### [Your instructions]
Put every one of the items below into a numbered list, skipping any blank lines. Leave the pictures out.

Position annotation items:

• • • • •

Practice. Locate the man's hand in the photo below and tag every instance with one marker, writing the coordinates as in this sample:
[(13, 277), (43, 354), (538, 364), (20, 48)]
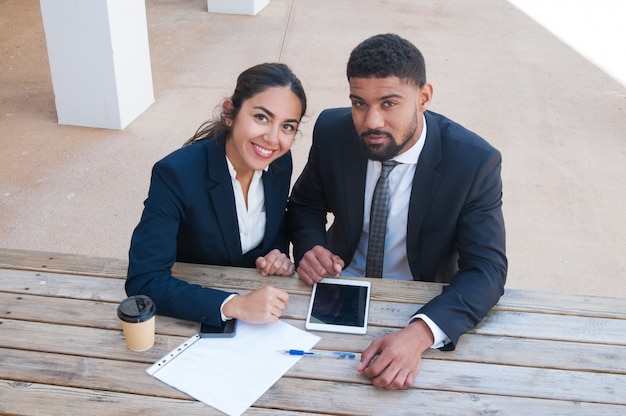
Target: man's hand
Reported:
[(264, 305), (393, 361), (276, 263), (318, 263)]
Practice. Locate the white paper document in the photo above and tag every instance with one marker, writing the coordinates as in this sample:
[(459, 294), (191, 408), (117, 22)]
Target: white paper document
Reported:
[(230, 374)]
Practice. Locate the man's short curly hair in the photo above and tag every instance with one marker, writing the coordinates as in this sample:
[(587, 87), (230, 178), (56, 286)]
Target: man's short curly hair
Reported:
[(387, 55)]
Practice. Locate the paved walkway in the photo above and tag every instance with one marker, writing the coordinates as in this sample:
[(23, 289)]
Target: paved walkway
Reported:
[(558, 118)]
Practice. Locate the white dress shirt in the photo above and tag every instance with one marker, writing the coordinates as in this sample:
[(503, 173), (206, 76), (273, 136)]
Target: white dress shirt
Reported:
[(396, 263), (251, 218)]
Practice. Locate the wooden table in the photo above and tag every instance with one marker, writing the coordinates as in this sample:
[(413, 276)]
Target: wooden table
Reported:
[(62, 350)]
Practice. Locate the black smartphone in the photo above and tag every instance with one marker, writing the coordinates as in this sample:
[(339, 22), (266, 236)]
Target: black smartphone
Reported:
[(226, 330)]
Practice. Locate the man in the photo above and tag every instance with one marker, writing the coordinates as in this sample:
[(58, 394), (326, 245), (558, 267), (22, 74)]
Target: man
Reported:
[(444, 221)]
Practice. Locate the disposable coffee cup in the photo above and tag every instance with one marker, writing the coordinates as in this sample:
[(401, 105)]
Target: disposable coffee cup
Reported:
[(138, 315)]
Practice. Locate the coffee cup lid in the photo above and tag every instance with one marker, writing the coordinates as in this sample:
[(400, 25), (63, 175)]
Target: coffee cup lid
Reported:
[(137, 308)]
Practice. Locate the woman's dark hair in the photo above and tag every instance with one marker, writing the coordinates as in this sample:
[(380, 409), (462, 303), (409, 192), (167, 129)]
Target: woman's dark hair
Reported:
[(388, 55), (251, 82)]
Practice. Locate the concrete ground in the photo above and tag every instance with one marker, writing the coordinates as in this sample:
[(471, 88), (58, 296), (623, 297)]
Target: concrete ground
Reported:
[(557, 117)]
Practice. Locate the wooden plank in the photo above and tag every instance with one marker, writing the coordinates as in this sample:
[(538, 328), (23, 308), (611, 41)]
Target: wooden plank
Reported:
[(56, 262), (554, 327), (37, 399), (330, 397), (122, 376), (383, 290), (62, 285), (88, 342), (474, 348), (495, 378), (388, 314)]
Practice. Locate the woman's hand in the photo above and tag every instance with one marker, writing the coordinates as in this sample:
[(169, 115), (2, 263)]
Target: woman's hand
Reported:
[(264, 305), (276, 263)]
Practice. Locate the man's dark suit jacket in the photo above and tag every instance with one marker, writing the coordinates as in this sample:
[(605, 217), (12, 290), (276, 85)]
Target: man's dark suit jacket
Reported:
[(190, 216), (455, 230)]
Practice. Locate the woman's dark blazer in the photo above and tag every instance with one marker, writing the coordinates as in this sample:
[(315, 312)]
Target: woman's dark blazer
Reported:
[(190, 216)]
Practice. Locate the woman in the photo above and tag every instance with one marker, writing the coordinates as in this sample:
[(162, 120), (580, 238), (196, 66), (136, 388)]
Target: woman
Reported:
[(221, 199)]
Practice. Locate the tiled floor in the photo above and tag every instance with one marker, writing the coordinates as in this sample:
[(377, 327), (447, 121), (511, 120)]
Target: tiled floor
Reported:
[(558, 119)]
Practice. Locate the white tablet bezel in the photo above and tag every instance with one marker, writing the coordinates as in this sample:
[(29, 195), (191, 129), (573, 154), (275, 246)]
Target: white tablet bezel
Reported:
[(315, 326)]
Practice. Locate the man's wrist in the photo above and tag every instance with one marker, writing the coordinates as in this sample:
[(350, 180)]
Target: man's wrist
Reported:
[(423, 333)]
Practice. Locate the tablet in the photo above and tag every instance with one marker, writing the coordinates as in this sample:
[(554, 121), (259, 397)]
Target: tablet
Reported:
[(339, 305)]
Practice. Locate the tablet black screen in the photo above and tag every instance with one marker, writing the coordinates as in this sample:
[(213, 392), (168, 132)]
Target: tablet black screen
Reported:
[(339, 305)]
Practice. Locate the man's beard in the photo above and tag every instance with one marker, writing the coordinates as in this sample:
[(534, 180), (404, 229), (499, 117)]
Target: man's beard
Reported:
[(382, 152)]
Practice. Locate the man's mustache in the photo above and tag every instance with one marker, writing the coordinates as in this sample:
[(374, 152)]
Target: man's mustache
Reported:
[(376, 133)]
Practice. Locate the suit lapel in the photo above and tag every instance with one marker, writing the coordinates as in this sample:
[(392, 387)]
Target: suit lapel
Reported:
[(223, 198), (271, 190), (425, 182), (354, 167)]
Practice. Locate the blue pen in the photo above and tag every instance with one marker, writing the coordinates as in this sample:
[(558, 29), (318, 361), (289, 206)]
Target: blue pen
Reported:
[(331, 354)]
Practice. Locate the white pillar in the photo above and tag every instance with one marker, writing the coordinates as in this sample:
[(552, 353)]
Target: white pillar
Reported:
[(99, 60), (251, 7)]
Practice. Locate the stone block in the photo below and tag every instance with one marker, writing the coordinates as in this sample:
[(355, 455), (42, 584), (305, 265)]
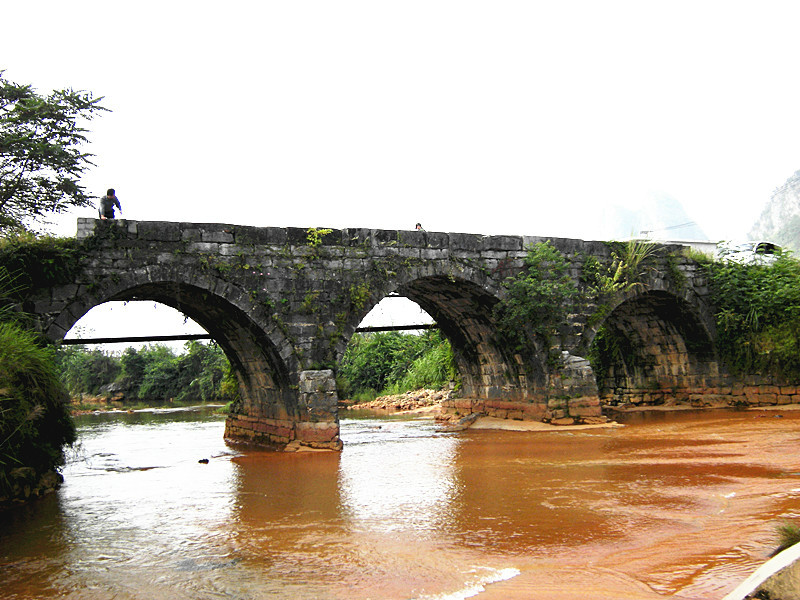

• • • • •

### [Response to this task]
1. Practice. Locate the man's hand in the photo below and tag every instance with one marker, writing the coordinates as in this sample:
2. [(13, 277), (43, 354), (538, 364), (20, 48)]
3. Target: man's hand
4. Reported:
5. [(264, 305), (393, 361), (276, 263), (318, 263)]
6. Practice. Locate the white paper document in the photo above and tag every instance with one marker, writing the coordinates as in this sample:
7. [(459, 294), (191, 408), (117, 22)]
8. Target: white paper document
9. Reported:
10. [(230, 374)]
11. Practice. Locate the man's short curly hair in the photo above and tag every instance with one marker, writing the coordinates as in this sample:
12. [(587, 87), (230, 178), (56, 286)]
13. Target: man's short curly hair
14. Reported:
15. [(387, 55)]
16. Practice. Locate the paved walkway in the photo above and tag every instance with one marker, writing the coordinates as in this sample:
17. [(23, 289)]
18. Target: paved walkway
19. Reported:
20. [(558, 118)]
21. Practice. Locate the white dress shirt in the photo above and tag every instance with one marker, writing the coordinates as in this sample:
22. [(503, 173), (206, 76), (273, 136)]
23. Target: white dress shirt
24. Reported:
25. [(396, 263), (251, 218)]
26. Practice. Locate the wooden table in the photo above and tag every instance with one marker, writing the coordinates as in this sample:
27. [(413, 276)]
28. Target: wooden table
29. Reported:
30. [(62, 350)]
31. Practice. Locate the black smartphone in the photo above and tag every instance with one marker, writing the coordinates as in this sample:
32. [(339, 22), (266, 236)]
33. Target: black smartphone
34. Reported:
35. [(226, 330)]
36. Practice. Locate the man in the photo above and tag every instance with one marker, writing the coordinates as in this sample:
37. [(58, 394), (326, 245), (558, 267), (22, 74)]
38. Target: man
39. Reported:
40. [(444, 221)]
41. Practice. Locate the disposable coffee cup in the photo above and tag every instance with one marker, writing the coordinates as in this sample:
42. [(401, 105)]
43. Target: disposable coffee cup
44. Reported:
45. [(138, 315)]
46. Practice. Locate the coffee cup lid in the photo above and tag every instance with one marker, writing the coordinates as in this sample:
47. [(400, 25), (63, 175)]
48. Target: coffee cup lid
49. Reported:
50. [(137, 308)]
51. Practice. Locate the woman's dark hair in the photo above and tag every instance with one marker, writing the coordinates as in this sample:
52. [(380, 409), (462, 303), (409, 192), (167, 129)]
53. Target: woman's dark hair
54. Reported:
55. [(388, 55), (251, 82)]
56. Practice. Locate the concrete ground in the photo above and tag every instance with one marker, writing the coordinates as in this sample:
57. [(471, 88), (58, 296), (623, 297)]
58. Target: concrete ground
59. Reported:
60. [(557, 117)]
61. Practice. Locate the wooden plank in the photo above and tag every instance with one marker, writing the coordinates as in this sample:
62. [(538, 328), (23, 308), (611, 41)]
63. Target: wooden plank
64. Reported:
65. [(56, 262), (554, 327), (37, 399), (330, 397), (122, 376), (383, 290), (62, 285), (88, 342), (474, 348), (495, 378), (388, 314)]
66. Practice. Locate the woman's hand in the photo above and tag every instance with one marker, writing the coordinates as in this sample:
67. [(169, 115), (2, 263)]
68. Target: woman's hand
69. Reported:
70. [(264, 305), (276, 263)]
71. Practice. Locate the man's dark suit jacket in the photo above and tag every instance with one marker, writing the coordinates as in this sample:
72. [(605, 217), (12, 290), (276, 85)]
73. Target: man's dark suit jacket
74. Reported:
75. [(190, 216), (455, 230)]
76. Practice. Locate the woman's dark blazer in the photo above and tag every instance with one marker, writing the coordinates as in this sample:
77. [(315, 312)]
78. Target: woman's dark blazer
79. Reported:
80. [(190, 216)]
81. Practice. Locate the woman in the photo above and tag every instance with one marker, writing the coordinates as in this sample:
82. [(162, 120), (580, 238), (196, 66), (136, 388)]
83. Target: woman
84. Reported:
85. [(221, 199)]
86. Practice. Locate the tiled floor in the photo above and tag every instance with one marker, writing the coordinates as in this sample:
87. [(377, 327), (447, 121), (511, 120)]
88. Target: tiled floor
89. Reported:
90. [(558, 119)]
91. Practice. Locate the white tablet bezel in the photo above and tag every instance with one marker, writing the coordinates as in this sample:
92. [(29, 195), (191, 129), (573, 154), (275, 246)]
93. Target: white tablet bezel
94. Reported:
95. [(315, 326)]
96. Practice. Locate the man's wrist in the photo above and tag every instance with one marker, writing the coordinates as in this sample:
97. [(350, 180)]
98. Target: man's wrist
99. Reported:
100. [(423, 333)]
101. Practice. Locate the tablet in the photo above and tag every instance with one marker, writing the coordinates as in this sample:
102. [(554, 121), (259, 397)]
103. Target: tablet
104. Reported:
105. [(339, 305)]
106. Practice. Locate the tablet black screen in the photo above and tag every instance with one marker, writing the coordinates as in this sample:
107. [(213, 392), (168, 132)]
108. Target: tablet black screen
109. Reported:
110. [(339, 305)]
111. Practice. Locate the man's beard in the photo above and tag every instance with one marker, writing the coordinates as in this sample:
112. [(534, 180), (404, 229), (499, 117)]
113. Target: man's beard
114. Reported:
115. [(382, 152)]
116. Practice. Locate the man's mustache in the photo above and tag every instance with one marker, writing the coordinates as in this sample:
117. [(374, 152)]
118. Target: man's mustache
119. Reported:
120. [(376, 133)]
121. Practice. Locate the suit lapel in the photo above and tag every instance with one marker, writing the coordinates as in this sample:
122. [(392, 387)]
123. Target: suit lapel
124. Reported:
125. [(223, 198), (271, 190), (425, 182), (354, 167)]
126. Practice. Locate the blue pen in the photo above and tag every instance with one marker, writing the coordinates as in this sample:
127. [(558, 29), (318, 361), (289, 206)]
128. Target: blue pen
129. Reported:
130. [(331, 354)]
131. Practice. Locate the white pillar in the photo above and tag every instance with one marker, writing the coordinates as in this sample:
132. [(552, 353)]
133. Target: white pillar
134. Reported:
135. [(99, 60), (251, 7)]
136. Practice. Locate the stone block in the photo below and tag every instance with one marker, writing the coordinates as in this sample:
137. [(355, 455), (42, 584), (305, 265)]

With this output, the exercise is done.